◆ Records provided
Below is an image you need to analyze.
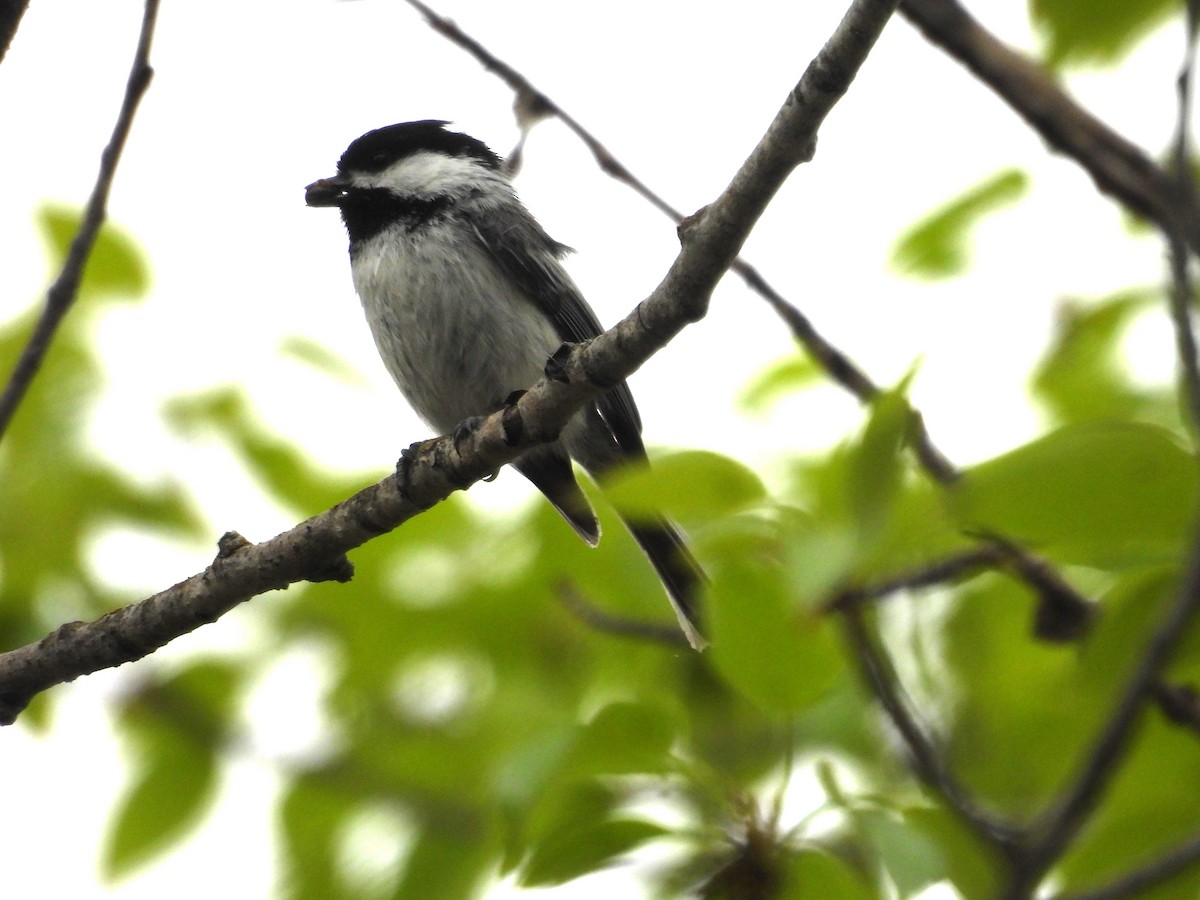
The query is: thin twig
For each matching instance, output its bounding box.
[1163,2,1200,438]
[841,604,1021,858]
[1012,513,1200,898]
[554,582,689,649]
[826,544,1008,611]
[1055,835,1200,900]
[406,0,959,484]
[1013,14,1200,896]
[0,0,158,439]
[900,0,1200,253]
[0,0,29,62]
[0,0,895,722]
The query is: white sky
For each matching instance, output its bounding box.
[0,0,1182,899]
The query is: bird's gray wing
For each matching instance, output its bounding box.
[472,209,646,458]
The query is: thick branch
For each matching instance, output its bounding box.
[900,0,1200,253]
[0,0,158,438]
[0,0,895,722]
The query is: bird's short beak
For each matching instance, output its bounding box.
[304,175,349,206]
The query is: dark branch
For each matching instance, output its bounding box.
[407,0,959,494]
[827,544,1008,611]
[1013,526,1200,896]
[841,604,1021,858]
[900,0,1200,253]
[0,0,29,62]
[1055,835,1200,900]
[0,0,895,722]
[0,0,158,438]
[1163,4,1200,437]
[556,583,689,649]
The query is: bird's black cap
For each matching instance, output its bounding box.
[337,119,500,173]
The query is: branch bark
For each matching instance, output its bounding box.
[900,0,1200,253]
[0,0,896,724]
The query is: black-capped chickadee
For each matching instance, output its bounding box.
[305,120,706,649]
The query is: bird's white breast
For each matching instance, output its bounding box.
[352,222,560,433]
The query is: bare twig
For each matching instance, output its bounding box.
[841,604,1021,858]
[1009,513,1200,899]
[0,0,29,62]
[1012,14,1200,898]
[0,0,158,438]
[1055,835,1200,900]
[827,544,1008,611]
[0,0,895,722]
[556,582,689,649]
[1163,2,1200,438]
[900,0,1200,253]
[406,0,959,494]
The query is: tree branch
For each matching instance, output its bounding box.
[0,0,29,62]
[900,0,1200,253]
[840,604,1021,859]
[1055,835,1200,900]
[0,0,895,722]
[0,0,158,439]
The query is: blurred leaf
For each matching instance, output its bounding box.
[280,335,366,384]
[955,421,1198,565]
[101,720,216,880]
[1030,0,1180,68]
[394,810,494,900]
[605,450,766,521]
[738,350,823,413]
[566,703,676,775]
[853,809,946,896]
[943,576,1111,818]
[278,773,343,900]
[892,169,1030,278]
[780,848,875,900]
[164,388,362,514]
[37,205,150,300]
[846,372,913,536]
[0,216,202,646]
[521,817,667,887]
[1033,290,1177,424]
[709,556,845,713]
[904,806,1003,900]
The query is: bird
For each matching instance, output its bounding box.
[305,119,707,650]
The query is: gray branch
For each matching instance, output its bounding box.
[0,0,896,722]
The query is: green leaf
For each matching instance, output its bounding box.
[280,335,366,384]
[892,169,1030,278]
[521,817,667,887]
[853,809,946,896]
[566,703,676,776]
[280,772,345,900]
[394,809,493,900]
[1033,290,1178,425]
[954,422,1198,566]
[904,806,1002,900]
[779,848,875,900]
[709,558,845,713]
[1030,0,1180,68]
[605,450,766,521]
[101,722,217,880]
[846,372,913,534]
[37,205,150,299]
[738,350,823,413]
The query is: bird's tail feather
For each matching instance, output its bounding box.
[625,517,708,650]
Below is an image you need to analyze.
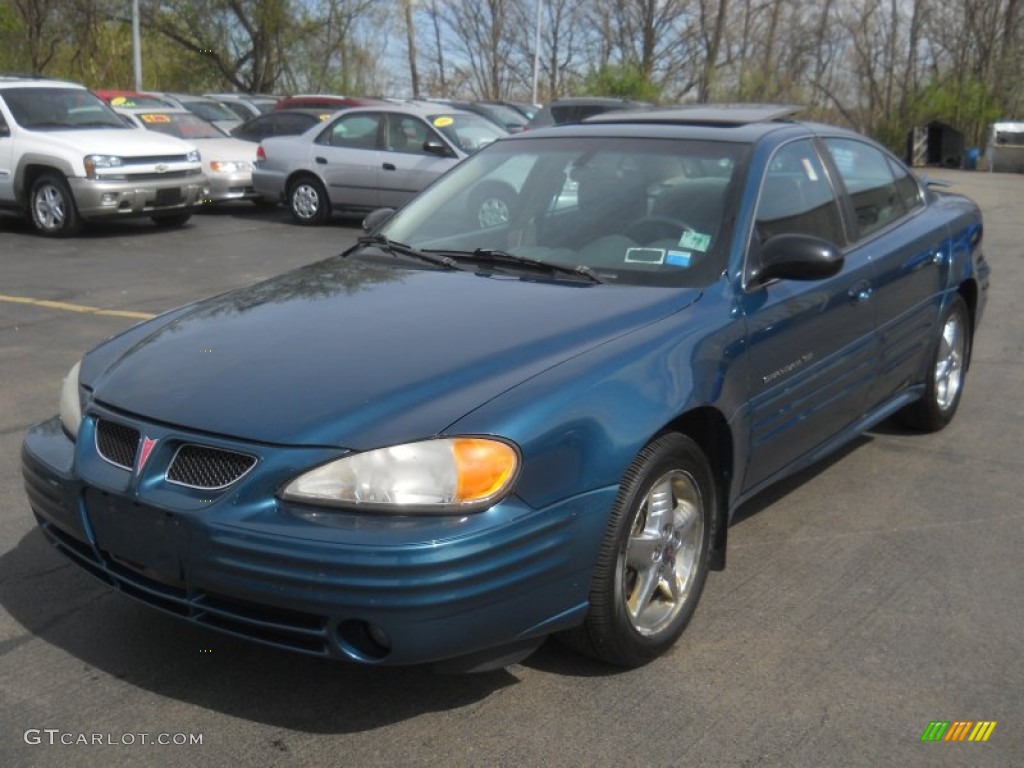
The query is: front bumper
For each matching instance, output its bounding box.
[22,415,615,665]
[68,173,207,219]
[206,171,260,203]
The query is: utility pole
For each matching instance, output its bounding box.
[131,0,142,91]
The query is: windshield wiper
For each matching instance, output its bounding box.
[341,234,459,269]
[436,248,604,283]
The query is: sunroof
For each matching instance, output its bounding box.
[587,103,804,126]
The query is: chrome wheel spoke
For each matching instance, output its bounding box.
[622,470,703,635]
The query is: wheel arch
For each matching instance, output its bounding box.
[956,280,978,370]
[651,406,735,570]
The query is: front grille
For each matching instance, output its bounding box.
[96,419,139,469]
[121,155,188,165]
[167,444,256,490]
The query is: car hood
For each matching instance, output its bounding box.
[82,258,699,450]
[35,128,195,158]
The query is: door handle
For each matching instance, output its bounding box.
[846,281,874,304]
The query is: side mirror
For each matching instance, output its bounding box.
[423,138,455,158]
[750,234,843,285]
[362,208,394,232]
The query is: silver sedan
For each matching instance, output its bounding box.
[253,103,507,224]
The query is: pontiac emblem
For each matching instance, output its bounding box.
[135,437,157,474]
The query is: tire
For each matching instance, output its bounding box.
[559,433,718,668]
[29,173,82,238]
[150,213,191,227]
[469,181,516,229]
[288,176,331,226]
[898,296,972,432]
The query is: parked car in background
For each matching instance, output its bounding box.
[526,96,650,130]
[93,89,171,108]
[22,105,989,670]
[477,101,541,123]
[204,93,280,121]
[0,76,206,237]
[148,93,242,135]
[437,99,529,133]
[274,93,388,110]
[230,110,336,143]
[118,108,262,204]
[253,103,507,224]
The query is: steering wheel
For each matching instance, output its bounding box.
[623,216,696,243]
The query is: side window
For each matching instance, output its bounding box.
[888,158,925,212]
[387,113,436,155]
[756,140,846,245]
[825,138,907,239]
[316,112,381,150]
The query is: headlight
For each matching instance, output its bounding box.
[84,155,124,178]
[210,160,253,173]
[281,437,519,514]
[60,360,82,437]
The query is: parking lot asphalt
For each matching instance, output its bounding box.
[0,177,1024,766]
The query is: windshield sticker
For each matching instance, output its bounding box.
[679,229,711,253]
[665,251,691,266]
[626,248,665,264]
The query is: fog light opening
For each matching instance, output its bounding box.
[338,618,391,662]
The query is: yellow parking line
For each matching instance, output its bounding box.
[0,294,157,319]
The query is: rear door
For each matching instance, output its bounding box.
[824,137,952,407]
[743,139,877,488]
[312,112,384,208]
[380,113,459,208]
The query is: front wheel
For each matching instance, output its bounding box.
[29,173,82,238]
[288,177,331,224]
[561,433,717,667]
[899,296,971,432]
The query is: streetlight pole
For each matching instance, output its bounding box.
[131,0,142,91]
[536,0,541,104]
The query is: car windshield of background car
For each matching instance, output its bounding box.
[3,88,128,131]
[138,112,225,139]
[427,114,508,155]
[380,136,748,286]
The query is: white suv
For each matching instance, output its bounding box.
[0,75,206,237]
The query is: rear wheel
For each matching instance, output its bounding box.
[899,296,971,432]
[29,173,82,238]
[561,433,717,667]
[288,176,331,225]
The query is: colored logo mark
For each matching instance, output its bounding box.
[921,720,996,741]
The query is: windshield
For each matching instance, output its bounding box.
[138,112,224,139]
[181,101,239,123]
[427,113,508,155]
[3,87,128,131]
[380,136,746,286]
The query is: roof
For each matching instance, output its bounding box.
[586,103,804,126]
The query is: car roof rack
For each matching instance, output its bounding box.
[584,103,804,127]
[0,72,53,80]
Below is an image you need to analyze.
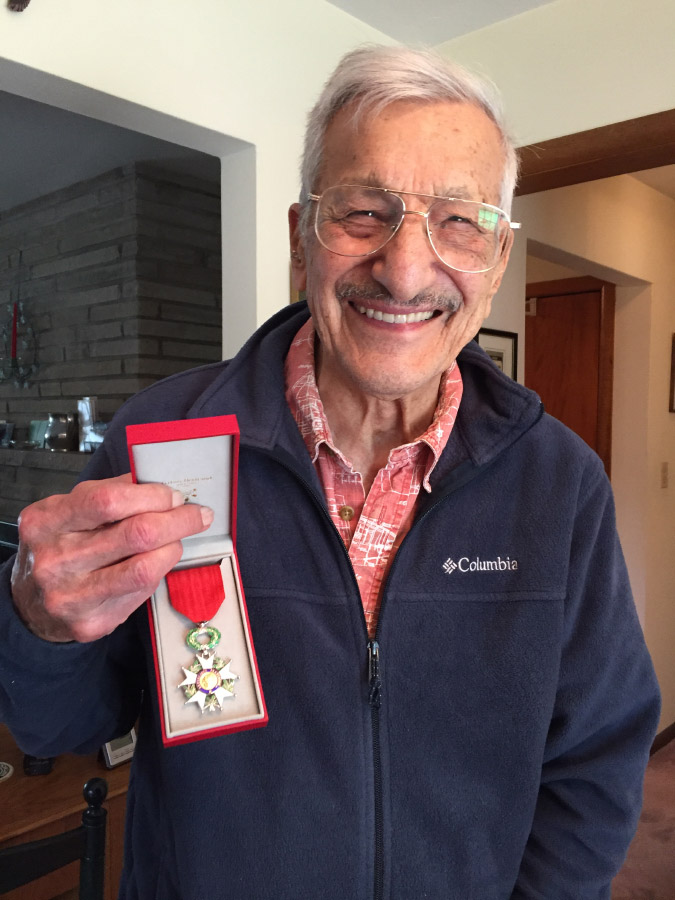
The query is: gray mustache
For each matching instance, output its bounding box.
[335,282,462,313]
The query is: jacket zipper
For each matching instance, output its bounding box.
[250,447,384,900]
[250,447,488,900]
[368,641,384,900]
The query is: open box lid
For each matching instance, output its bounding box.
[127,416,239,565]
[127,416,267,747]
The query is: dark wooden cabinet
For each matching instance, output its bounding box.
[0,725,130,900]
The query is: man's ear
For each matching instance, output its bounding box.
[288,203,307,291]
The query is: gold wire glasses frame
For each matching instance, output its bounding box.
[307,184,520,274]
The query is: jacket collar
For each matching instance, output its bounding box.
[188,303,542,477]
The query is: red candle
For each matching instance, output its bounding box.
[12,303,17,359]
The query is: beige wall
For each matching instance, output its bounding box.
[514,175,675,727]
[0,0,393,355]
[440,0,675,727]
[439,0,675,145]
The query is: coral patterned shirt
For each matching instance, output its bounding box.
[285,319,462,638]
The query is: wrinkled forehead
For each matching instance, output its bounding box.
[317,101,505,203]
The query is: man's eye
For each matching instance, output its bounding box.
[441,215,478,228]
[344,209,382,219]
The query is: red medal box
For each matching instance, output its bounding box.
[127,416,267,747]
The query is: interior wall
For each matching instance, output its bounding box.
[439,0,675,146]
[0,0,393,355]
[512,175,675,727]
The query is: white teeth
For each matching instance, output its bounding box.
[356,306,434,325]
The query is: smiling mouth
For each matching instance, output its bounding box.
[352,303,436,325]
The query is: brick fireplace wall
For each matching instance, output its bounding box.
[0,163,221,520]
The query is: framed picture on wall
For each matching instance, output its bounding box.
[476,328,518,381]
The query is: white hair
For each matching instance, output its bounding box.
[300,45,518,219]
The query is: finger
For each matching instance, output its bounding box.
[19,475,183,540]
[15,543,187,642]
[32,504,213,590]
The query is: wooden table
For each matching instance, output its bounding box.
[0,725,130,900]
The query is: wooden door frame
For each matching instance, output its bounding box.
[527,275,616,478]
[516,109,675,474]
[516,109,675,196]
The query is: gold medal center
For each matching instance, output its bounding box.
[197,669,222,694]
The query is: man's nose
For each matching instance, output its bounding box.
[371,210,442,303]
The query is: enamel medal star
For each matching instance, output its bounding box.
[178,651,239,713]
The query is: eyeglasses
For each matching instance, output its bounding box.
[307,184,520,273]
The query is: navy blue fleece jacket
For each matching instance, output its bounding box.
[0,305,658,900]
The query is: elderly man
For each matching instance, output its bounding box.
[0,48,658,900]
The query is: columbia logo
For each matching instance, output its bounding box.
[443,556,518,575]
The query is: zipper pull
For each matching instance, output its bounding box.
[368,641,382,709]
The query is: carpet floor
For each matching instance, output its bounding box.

◆ Short problem
Output the items as a numbered list, starting at the first line and continuing through the line that contains "[304,175,349,206]", skipping any blank lines and leaving out the pictures.

◆ Worked answer
1. Below is an image you need to analyze.
2. The query is: thin twig
3. For each matching instance, output its bounding box.
4. [1163,2,1200,438]
5. [841,604,1021,858]
6. [1012,513,1200,898]
7. [554,582,689,649]
8. [826,544,1008,611]
9. [1055,835,1200,900]
10. [406,0,959,484]
11. [1013,14,1200,896]
12. [0,0,158,439]
13. [900,0,1200,253]
14. [0,0,29,62]
15. [0,0,895,722]
16. The query is: white sky
17. For each matching instance, output its bounding box.
18. [0,0,1182,899]
19. The query is: bird's gray wing
20. For each matching instance, output its bounding box.
21. [472,209,646,458]
22. The query is: thick branch
23. For each matching instance, output its bounding box.
24. [900,0,1200,253]
25. [0,0,158,438]
26. [0,0,895,722]
27. The query is: bird's short beak
28. For each matching instance, output its bounding box.
29. [304,175,349,206]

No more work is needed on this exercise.